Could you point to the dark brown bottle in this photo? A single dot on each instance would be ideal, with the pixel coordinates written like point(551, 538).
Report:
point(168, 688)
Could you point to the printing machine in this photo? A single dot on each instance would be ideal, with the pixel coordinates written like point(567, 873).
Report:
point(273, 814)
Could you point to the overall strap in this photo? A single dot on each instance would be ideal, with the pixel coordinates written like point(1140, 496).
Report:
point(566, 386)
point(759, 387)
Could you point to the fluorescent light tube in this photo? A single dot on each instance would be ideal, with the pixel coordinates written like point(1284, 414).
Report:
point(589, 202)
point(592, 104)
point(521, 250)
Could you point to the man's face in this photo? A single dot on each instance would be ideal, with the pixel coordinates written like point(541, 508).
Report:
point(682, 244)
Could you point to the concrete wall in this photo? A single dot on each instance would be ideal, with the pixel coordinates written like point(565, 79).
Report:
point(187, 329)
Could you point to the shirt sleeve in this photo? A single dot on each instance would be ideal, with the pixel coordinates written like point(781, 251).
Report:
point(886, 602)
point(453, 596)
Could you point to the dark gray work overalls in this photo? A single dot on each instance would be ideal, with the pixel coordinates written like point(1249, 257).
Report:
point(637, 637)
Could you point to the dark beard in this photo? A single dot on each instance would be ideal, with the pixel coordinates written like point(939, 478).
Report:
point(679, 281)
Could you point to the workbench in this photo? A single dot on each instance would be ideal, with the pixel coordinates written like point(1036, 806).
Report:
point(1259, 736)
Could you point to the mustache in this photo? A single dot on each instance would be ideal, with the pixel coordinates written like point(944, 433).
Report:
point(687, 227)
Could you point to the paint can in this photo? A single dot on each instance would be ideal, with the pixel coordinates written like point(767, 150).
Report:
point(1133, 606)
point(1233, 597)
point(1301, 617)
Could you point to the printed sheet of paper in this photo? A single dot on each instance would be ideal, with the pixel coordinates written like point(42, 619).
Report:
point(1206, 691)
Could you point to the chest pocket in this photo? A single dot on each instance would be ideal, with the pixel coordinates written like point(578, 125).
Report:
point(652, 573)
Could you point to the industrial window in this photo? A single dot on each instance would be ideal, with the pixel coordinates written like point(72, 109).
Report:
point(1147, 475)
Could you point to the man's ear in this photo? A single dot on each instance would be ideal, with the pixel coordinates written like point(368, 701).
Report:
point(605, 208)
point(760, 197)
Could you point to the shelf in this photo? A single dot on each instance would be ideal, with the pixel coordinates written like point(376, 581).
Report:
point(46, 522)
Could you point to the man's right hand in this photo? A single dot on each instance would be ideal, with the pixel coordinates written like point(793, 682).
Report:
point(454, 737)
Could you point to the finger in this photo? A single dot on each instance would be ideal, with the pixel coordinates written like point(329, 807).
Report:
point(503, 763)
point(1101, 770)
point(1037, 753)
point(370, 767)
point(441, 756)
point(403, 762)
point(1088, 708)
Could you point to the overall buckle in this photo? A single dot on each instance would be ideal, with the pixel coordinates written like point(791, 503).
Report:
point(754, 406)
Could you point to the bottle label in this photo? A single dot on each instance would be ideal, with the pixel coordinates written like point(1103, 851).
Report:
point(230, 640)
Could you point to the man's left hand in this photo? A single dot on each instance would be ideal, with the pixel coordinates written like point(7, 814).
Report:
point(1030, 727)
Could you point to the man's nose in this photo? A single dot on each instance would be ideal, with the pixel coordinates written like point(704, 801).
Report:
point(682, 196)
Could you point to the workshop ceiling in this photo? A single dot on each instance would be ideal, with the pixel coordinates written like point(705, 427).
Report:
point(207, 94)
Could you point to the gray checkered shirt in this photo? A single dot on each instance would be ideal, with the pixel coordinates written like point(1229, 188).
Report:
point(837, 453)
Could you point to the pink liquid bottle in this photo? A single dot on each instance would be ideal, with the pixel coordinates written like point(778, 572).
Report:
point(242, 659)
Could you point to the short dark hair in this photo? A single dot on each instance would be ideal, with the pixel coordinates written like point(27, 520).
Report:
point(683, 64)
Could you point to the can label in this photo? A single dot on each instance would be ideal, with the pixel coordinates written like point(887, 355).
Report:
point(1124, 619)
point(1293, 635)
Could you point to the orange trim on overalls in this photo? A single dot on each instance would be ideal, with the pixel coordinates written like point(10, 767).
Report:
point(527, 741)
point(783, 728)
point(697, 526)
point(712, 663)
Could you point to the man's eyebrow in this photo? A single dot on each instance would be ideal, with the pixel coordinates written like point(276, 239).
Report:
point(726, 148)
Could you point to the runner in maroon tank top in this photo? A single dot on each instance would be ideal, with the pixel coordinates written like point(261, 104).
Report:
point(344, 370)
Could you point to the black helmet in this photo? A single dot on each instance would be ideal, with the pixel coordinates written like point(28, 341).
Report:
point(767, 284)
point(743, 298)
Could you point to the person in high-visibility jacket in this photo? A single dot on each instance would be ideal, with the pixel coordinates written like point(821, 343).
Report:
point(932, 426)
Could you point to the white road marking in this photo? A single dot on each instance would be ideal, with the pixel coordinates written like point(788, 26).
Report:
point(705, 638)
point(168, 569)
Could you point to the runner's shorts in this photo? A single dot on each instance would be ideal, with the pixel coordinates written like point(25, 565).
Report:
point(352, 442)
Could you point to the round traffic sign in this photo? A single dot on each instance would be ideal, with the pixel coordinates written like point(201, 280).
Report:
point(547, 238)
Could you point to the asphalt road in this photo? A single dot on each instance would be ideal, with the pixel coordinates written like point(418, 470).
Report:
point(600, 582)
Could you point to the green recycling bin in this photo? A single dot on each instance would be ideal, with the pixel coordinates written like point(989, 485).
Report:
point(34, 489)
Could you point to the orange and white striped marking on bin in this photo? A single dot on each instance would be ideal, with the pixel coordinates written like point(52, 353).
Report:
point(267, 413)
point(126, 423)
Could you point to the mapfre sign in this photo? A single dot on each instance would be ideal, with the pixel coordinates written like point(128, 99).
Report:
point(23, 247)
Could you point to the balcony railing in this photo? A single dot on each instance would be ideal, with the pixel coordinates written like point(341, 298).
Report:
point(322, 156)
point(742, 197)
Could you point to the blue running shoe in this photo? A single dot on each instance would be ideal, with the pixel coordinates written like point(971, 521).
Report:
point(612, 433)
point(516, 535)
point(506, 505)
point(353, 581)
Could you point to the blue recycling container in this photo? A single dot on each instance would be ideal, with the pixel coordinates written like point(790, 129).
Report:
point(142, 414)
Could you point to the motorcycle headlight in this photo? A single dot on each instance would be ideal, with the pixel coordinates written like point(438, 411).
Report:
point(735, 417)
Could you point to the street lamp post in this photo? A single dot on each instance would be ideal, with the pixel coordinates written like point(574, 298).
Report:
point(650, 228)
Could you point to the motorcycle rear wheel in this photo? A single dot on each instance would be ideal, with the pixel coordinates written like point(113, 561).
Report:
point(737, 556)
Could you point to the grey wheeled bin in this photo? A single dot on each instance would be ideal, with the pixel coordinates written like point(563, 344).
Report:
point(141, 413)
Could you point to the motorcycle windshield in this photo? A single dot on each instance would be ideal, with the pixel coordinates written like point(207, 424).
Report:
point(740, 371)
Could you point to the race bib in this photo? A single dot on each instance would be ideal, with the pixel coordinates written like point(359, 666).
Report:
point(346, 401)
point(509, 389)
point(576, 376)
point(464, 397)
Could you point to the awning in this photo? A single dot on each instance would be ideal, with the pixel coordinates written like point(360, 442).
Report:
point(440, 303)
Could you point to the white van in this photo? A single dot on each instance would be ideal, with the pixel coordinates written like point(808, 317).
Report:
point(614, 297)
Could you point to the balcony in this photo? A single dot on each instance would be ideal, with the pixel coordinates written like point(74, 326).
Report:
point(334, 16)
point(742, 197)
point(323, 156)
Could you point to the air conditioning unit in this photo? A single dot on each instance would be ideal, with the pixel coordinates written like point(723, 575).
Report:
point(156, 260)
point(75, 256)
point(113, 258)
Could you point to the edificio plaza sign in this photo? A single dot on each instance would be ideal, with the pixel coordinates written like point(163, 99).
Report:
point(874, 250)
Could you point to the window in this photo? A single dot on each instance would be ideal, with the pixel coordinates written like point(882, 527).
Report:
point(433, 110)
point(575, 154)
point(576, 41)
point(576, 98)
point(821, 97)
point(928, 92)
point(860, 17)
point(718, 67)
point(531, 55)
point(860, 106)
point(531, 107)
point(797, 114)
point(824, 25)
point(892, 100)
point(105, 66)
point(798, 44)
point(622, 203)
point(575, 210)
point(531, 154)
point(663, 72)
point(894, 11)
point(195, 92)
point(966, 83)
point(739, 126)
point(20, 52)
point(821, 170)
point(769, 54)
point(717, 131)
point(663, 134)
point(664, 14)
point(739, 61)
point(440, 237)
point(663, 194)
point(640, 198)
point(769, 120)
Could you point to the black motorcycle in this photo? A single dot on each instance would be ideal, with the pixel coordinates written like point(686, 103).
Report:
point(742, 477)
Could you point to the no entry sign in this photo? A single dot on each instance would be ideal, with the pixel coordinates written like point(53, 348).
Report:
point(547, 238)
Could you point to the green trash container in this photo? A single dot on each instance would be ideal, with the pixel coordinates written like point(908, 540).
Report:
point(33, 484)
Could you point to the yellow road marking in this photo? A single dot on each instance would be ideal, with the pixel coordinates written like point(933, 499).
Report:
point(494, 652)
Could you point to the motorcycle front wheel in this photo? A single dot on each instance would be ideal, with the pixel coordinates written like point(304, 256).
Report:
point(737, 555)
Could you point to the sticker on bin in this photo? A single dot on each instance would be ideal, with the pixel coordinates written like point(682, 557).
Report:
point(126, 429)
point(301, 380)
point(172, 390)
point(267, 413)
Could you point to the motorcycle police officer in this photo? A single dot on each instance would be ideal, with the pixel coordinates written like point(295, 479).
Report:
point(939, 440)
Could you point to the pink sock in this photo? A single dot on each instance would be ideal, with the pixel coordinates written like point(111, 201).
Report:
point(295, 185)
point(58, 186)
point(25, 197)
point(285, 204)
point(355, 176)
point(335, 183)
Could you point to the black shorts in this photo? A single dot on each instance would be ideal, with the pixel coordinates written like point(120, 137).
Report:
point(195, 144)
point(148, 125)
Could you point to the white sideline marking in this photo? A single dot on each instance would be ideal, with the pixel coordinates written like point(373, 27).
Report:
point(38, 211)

The task: Reproduce the rows from the line with "Could you point to the man's nose" up to and including the line with "point(683, 64)", substituting "occurrence" for "instance" and leaving everything else unchanged.

The reply:
Could you point to the man's nose in this photo? A single dot on each occurrence would be ideal, with the pixel coordinates written like point(704, 801).
Report:
point(682, 196)
Could you point to the workshop ceiling in this photo? A single dot on each occurrence would be ideal, with the pixel coordinates written like point(705, 427).
Report:
point(207, 94)
Could you point to the gray checkered shirt in this photo? A single dot on each occurrence would be ideal, with the pixel coordinates written like point(1229, 188).
Report:
point(837, 453)
Could you point to the pink liquid bottle in this photo? A single dot on each occurrence would be ideal, with the pixel coordinates written like point(778, 572).
Report:
point(242, 659)
Could you point to the short dark hair in this photo? A single dot on each occurrence would be ideal, with the pixel coordinates written like point(27, 520).
Report:
point(683, 64)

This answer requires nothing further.